▶ Task statement
Output exactly the lines from the line with "the green lime" through the end of the records below. Include nothing else.

● ● ● ●

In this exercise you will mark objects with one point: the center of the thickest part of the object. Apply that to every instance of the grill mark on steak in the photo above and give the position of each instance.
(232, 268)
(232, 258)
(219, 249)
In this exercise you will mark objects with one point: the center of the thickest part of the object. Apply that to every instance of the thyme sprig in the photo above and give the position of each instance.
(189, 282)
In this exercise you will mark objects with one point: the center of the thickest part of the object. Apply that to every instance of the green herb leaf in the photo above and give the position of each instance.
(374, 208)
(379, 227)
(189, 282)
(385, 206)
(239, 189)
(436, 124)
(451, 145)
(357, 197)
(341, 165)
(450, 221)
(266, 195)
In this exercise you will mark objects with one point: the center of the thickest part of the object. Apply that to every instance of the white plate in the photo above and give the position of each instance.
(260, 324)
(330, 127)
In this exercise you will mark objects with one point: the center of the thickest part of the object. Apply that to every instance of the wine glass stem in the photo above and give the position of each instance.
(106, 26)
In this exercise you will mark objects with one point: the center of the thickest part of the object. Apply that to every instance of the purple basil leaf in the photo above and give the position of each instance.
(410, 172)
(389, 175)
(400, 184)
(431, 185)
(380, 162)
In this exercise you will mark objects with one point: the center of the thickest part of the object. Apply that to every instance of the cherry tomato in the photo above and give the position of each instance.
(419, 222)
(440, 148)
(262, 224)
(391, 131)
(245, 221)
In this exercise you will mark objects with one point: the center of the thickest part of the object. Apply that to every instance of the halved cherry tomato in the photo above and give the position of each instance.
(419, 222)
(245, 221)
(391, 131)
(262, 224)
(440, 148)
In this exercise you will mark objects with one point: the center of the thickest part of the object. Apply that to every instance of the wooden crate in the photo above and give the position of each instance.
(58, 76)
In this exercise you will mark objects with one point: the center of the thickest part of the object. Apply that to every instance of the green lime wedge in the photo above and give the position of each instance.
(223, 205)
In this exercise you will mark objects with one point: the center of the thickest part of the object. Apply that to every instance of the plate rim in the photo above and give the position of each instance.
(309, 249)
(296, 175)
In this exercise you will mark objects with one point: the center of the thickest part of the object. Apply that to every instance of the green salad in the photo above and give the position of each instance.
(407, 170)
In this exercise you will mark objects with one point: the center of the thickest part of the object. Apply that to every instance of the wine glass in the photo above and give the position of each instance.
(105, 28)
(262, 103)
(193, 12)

● ● ● ●

▶ Answer to this exercise
In this exercise you will mark objects with one point: the center of the thickest part of the object. Apply that to every instance of the green lime wedge in the photo above and give the position of each instance.
(223, 205)
In this exercise you will mark objects with one point: the center of the thickest part of the object. Apply that to every instance of the plate rim in the photo above and give the position of each instance.
(309, 249)
(296, 175)
In this exercise you will mark objects with one point: the center of the thickest part of the object. Apply that to every instance of the green salad in the photo above and give the position of each instance.
(407, 170)
In this exercise you will mark objects with one point: the center of the thickest part of the object. Apply that to every instance of the wine glass in the photo above and give the position of each instance.
(105, 28)
(262, 103)
(193, 12)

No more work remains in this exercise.